:: Information ::

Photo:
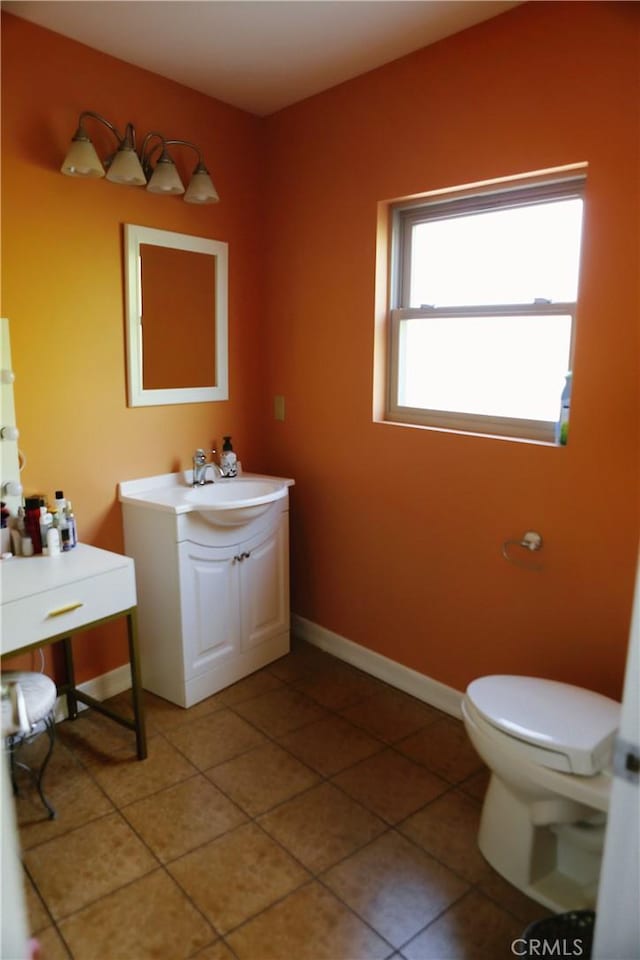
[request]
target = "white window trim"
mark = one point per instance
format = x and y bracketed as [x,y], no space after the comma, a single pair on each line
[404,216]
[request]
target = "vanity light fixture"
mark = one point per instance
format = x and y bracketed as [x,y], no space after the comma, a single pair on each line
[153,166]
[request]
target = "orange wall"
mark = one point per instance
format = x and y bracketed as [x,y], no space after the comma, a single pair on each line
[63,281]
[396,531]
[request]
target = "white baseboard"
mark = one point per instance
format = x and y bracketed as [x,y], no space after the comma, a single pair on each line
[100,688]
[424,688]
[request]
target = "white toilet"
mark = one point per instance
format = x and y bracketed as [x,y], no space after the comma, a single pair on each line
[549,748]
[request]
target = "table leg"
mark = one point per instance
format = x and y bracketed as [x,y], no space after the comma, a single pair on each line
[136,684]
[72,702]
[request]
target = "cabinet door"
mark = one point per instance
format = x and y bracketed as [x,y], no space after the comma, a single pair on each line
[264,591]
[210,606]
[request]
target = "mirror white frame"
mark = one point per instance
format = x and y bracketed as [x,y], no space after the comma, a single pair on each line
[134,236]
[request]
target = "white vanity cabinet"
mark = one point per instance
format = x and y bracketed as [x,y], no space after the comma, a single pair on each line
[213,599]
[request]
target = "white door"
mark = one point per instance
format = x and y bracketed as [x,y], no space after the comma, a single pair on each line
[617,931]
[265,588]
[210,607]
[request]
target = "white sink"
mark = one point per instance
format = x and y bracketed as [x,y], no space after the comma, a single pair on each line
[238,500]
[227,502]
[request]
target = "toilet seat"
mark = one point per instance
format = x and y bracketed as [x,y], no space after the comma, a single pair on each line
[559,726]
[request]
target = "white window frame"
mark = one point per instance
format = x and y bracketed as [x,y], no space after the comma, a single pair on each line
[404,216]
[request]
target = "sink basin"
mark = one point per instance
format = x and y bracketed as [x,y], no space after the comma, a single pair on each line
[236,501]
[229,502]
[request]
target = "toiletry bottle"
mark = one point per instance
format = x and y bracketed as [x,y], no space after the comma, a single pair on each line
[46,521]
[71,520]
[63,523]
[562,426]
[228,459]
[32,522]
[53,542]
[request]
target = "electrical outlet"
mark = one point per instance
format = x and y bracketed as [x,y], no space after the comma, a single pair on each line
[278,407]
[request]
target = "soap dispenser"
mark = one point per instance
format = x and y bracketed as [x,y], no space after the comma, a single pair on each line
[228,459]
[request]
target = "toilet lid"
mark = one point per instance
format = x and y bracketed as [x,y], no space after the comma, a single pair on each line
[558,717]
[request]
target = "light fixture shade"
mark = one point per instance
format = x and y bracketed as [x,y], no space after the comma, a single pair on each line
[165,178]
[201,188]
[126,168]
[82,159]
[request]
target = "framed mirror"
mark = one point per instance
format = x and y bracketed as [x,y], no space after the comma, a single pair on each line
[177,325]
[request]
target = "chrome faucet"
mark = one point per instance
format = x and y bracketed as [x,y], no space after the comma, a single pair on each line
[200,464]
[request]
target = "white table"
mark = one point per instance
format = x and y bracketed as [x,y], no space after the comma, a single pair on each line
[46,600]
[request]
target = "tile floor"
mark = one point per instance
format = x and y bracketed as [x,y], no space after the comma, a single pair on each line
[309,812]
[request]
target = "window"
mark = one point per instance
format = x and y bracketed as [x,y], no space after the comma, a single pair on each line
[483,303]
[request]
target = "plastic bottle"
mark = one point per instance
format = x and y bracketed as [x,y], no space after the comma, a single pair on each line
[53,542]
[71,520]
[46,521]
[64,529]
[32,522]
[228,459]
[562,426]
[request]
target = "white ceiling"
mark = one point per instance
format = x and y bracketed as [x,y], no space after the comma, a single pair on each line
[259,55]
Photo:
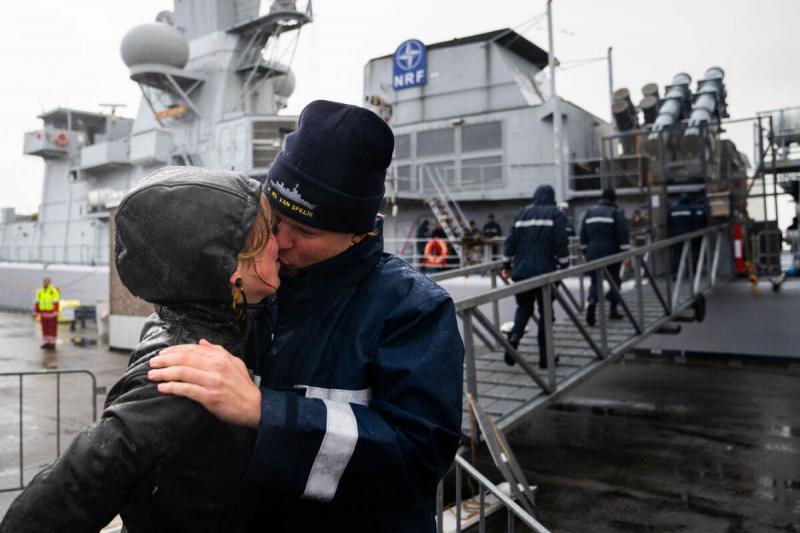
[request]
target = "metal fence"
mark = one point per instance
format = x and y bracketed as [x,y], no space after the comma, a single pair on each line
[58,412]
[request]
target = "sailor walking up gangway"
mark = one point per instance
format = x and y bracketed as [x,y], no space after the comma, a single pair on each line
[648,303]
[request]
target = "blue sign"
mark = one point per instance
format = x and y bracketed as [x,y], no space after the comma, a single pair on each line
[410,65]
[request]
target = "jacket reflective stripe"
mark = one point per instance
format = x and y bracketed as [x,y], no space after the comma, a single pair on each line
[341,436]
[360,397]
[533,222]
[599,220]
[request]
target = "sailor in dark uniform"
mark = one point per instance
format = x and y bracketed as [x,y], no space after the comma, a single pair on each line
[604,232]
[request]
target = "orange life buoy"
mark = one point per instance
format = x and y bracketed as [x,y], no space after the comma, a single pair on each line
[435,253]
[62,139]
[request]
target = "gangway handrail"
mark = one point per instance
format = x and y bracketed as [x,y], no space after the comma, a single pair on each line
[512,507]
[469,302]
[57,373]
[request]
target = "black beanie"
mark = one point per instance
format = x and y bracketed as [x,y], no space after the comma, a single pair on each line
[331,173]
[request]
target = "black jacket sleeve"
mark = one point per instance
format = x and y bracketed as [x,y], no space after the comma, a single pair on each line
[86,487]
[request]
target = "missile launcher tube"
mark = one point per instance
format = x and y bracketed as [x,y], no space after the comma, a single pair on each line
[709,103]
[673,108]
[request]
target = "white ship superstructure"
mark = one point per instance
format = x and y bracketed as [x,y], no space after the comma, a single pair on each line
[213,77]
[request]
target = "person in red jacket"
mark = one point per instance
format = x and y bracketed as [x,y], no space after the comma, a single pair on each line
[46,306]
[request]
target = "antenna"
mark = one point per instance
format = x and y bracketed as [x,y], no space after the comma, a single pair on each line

:::

Looking at the material above, state the number of lines holding the word "gangway", and only that number.

2